Tasks:
1. Answer these questions from the informal interpretation:
(a) Which rule numbers are listed under "Rule"?
(b) What is the date of the earlier letter that this letter supersedes?
(c) Over what period will two of the Shareholders pay for their shares?
2. Reproduce verbatim the portion of the informal interpretation between "Wayne Kaplan, Esq." and "of November 13, 1984.", inclusive.

Article:

8412002 Informal Interpretation

Date:
Rule:
801.40; 802.20
Staff:
Wayne Kaplan
Response/Comments:

Comments in body of letter only (See below)

Question

(redacted)

December 4, 1984

Wayne Kaplan, Esq.
Federal Trade Commission
Bureau of Competition
Sixth & Pennsylvania Avenue, N.W.
Washington, D.C. 20580

Dear Mr. Kaplan:

This letter is in response to our recent telephone conversation with respect to my letter to you dated November 13, 1984. As requested, this letter supersedes such letter of November 13, 1984.

(redacted) an investment banking firm (redacted) formed by (redacted) for purposes of the transaction, and certain investors (the Shareholders) are proposing to form a new corporation (New Co.) which will acquire the (redacted) business of the (redacted) of companies ((redacted) in transactions (the Acquisitions)* to be consummated shortly after the formation of New Co. (redacted) is owned 50% by (redacted) and 50% by (redacted). Present plans are to close from December 17 to December 19, 1984. There will initially be five or more Shareholders, no one of which will acquire 50% or more or in excess of $15,000,000 of the voting securities of New Co. Two of such Shareholders will acquire their shares for a total of approximately six million dollars which will be paid in equal installments , [sic] without interest, over a seven to eight year period, and such installment obligations may be evidenced by a note or notes delivered by such Shareholders to New Co. The other Shareholders will acquire their shares for a total of approximately twelve million dollars. Each initial New Co. Shareholder is a separate person as that term is defined in Section 801.1(a)(1) of the rules promulgated by the Federal Trade Commission pursuant to 7A(d) of the Clayton Act (the Rules). No initial New Co. Shareholder will have the power to designate a majority of the directors of New Co. or have any arrangement, contractual or otherwise, with one or more other shareholders which would provide that power.

Given information:
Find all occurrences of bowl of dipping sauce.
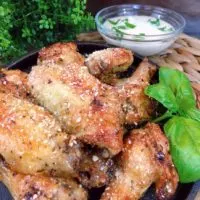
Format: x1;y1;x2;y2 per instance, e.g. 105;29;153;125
95;4;185;56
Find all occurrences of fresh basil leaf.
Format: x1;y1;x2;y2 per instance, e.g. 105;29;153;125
164;116;200;183
181;108;200;122
145;83;179;113
159;67;196;110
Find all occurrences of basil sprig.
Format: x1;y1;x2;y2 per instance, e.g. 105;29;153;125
145;67;200;183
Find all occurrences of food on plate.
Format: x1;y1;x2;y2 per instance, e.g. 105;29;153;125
0;93;112;187
38;42;84;65
101;123;178;200
0;43;200;200
0;69;34;102
85;48;133;85
0;161;87;200
28;43;155;156
103;15;175;39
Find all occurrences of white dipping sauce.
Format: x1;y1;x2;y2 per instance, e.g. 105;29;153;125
99;16;176;56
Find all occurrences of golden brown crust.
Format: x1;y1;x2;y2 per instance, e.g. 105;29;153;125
0;93;80;176
0;163;87;200
85;48;133;84
116;59;156;125
29;63;123;155
28;43;155;155
101;123;178;200
38;42;84;64
0;69;34;102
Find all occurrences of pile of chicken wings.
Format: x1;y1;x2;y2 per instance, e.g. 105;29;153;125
0;43;178;200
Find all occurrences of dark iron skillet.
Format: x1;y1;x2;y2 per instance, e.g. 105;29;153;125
0;42;200;200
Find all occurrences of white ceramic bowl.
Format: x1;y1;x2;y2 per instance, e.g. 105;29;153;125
95;4;185;56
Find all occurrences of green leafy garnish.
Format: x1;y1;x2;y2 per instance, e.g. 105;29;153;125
116;25;127;30
108;19;120;25
158;26;173;32
145;67;200;183
112;27;125;40
133;33;145;41
148;18;160;26
164;116;200;183
124;21;136;29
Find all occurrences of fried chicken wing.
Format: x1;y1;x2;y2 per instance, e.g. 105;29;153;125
38;42;84;65
85;48;133;85
0;69;34;102
28;43;156;155
115;59;156;125
101;123;178;200
0;93;80;176
0;93;110;188
0;162;87;200
29;47;123;154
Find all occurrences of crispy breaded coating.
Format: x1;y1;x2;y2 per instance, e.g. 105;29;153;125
85;48;133;85
115;59;156;125
101;123;178;200
0;69;34;102
28;43;156;156
0;163;87;200
38;42;84;64
29;63;123;154
0;93;81;177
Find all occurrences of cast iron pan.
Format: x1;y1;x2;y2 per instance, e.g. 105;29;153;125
0;42;197;200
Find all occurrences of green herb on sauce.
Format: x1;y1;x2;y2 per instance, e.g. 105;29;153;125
148;18;160;26
124;21;136;28
112;27;125;40
108;19;120;25
134;33;145;41
158;26;173;32
116;25;127;30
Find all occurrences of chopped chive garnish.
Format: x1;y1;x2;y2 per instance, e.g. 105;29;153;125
108;19;120;25
116;25;127;29
134;33;145;41
168;27;174;32
158;26;167;32
158;26;173;32
148;18;160;26
99;17;103;24
112;27;125;40
124;21;136;28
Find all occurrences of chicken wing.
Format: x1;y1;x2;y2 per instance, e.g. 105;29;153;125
0;69;34;102
0;93;80;177
38;42;84;65
0;161;87;200
0;90;110;188
85;48;133;85
28;43;155;156
115;59;156;125
101;123;178;200
29;57;123;155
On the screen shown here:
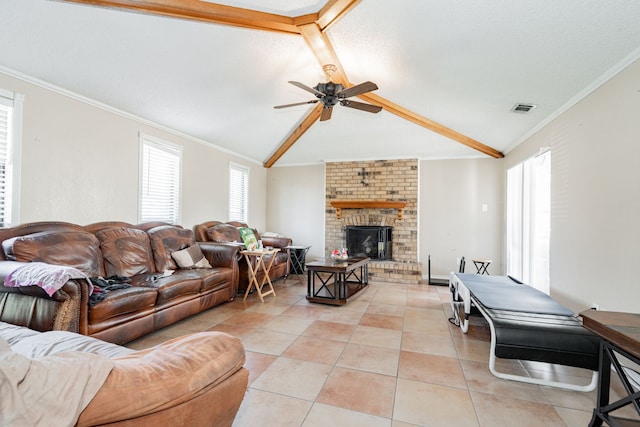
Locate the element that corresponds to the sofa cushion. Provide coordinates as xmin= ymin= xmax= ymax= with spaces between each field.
xmin=2 ymin=231 xmax=104 ymax=277
xmin=207 ymin=224 xmax=242 ymax=242
xmin=147 ymin=225 xmax=195 ymax=272
xmin=89 ymin=286 xmax=158 ymax=325
xmin=96 ymin=228 xmax=155 ymax=277
xmin=171 ymin=245 xmax=211 ymax=268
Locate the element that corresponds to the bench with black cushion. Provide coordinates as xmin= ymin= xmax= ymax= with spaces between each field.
xmin=451 ymin=273 xmax=600 ymax=391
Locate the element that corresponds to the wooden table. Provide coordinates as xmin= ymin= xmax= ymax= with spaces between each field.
xmin=580 ymin=310 xmax=640 ymax=427
xmin=240 ymin=248 xmax=280 ymax=302
xmin=307 ymin=257 xmax=369 ymax=305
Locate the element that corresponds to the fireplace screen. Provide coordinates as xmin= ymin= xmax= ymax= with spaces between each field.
xmin=345 ymin=225 xmax=393 ymax=260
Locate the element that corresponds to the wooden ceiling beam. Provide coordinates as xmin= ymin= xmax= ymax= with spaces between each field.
xmin=263 ymin=102 xmax=323 ymax=168
xmin=358 ymin=92 xmax=504 ymax=159
xmin=64 ymin=0 xmax=300 ymax=34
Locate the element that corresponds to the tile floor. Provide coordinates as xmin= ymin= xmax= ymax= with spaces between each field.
xmin=128 ymin=276 xmax=620 ymax=427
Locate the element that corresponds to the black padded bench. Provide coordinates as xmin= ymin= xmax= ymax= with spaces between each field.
xmin=449 ymin=273 xmax=600 ymax=391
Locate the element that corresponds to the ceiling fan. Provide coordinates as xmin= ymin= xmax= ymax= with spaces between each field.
xmin=273 ymin=64 xmax=382 ymax=122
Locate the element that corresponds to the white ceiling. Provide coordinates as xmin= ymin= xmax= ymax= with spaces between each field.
xmin=0 ymin=0 xmax=640 ymax=166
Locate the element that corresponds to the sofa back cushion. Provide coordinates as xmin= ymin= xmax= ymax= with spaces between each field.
xmin=207 ymin=224 xmax=242 ymax=243
xmin=147 ymin=225 xmax=195 ymax=272
xmin=96 ymin=228 xmax=155 ymax=277
xmin=2 ymin=231 xmax=104 ymax=277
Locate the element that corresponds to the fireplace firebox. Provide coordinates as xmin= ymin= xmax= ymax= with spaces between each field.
xmin=345 ymin=225 xmax=393 ymax=260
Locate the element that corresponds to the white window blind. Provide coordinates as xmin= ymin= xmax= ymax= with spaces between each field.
xmin=0 ymin=89 xmax=15 ymax=227
xmin=506 ymin=150 xmax=551 ymax=294
xmin=229 ymin=163 xmax=249 ymax=223
xmin=140 ymin=135 xmax=182 ymax=224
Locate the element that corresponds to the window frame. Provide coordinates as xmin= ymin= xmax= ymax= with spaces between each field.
xmin=227 ymin=162 xmax=251 ymax=224
xmin=138 ymin=132 xmax=183 ymax=224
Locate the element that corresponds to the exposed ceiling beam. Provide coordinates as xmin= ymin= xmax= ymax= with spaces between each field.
xmin=63 ymin=0 xmax=504 ymax=168
xmin=63 ymin=0 xmax=300 ymax=34
xmin=358 ymin=92 xmax=504 ymax=159
xmin=263 ymin=102 xmax=324 ymax=168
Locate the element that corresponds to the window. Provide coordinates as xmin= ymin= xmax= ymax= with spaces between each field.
xmin=229 ymin=163 xmax=249 ymax=223
xmin=0 ymin=89 xmax=24 ymax=227
xmin=507 ymin=150 xmax=551 ymax=294
xmin=140 ymin=134 xmax=182 ymax=224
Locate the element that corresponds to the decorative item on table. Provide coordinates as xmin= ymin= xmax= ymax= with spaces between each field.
xmin=331 ymin=248 xmax=349 ymax=261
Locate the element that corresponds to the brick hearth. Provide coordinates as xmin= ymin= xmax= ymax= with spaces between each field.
xmin=325 ymin=159 xmax=422 ymax=283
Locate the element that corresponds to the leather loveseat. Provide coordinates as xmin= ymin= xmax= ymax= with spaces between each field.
xmin=193 ymin=221 xmax=291 ymax=293
xmin=0 ymin=322 xmax=248 ymax=427
xmin=0 ymin=222 xmax=238 ymax=344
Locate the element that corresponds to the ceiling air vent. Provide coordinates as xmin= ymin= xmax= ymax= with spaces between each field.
xmin=511 ymin=104 xmax=537 ymax=114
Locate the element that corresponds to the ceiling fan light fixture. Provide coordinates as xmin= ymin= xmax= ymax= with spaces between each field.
xmin=322 ymin=64 xmax=338 ymax=81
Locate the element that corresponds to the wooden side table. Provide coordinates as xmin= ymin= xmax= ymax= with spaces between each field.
xmin=580 ymin=310 xmax=640 ymax=427
xmin=240 ymin=248 xmax=280 ymax=302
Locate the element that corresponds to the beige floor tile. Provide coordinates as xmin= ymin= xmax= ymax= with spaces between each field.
xmin=233 ymin=388 xmax=312 ymax=427
xmin=555 ymin=406 xmax=593 ymax=427
xmin=398 ymin=351 xmax=467 ymax=389
xmin=302 ymin=403 xmax=390 ymax=427
xmin=242 ymin=331 xmax=298 ymax=356
xmin=244 ymin=351 xmax=277 ymax=385
xmin=316 ymin=367 xmax=396 ymax=418
xmin=401 ymin=332 xmax=458 ymax=357
xmin=367 ymin=303 xmax=406 ymax=317
xmin=303 ymin=320 xmax=356 ymax=342
xmin=319 ymin=307 xmax=364 ymax=325
xmin=336 ymin=344 xmax=400 ymax=377
xmin=282 ymin=336 xmax=346 ymax=365
xmin=393 ymin=378 xmax=480 ymax=427
xmin=261 ymin=316 xmax=313 ymax=335
xmin=349 ymin=326 xmax=402 ymax=350
xmin=460 ymin=360 xmax=549 ymax=403
xmin=360 ymin=313 xmax=404 ymax=331
xmin=251 ymin=357 xmax=332 ymax=400
xmin=471 ymin=391 xmax=566 ymax=427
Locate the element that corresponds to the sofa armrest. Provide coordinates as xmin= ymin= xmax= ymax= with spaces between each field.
xmin=0 ymin=261 xmax=89 ymax=334
xmin=78 ymin=332 xmax=247 ymax=426
xmin=261 ymin=237 xmax=291 ymax=249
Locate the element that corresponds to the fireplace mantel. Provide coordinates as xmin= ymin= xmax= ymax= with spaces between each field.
xmin=331 ymin=200 xmax=407 ymax=220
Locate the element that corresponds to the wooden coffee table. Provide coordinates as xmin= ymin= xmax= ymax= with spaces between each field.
xmin=307 ymin=257 xmax=369 ymax=305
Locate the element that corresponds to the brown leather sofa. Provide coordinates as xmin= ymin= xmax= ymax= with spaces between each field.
xmin=0 ymin=322 xmax=248 ymax=427
xmin=193 ymin=221 xmax=291 ymax=293
xmin=0 ymin=222 xmax=239 ymax=344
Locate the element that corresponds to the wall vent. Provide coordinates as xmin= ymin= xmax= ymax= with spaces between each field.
xmin=511 ymin=104 xmax=537 ymax=113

Results of the tasks:
1.
(a) 801.40 and 802.20
(b) November 13, 1984
(c) A seven to eight year period

2.
Wayne Kaplan, Esq.
Federal Trade Commission
Bureau of Competition
Sixth & Pennsylvania Avenue, N.W.
Washington, D.C. 20580

Dear Mr. Kaplan:

This letter is in response to our recent telephone conversation with respect to my letter to you dated November 13, 1984. As requested, this letter supersedes such letter of November 13, 1984.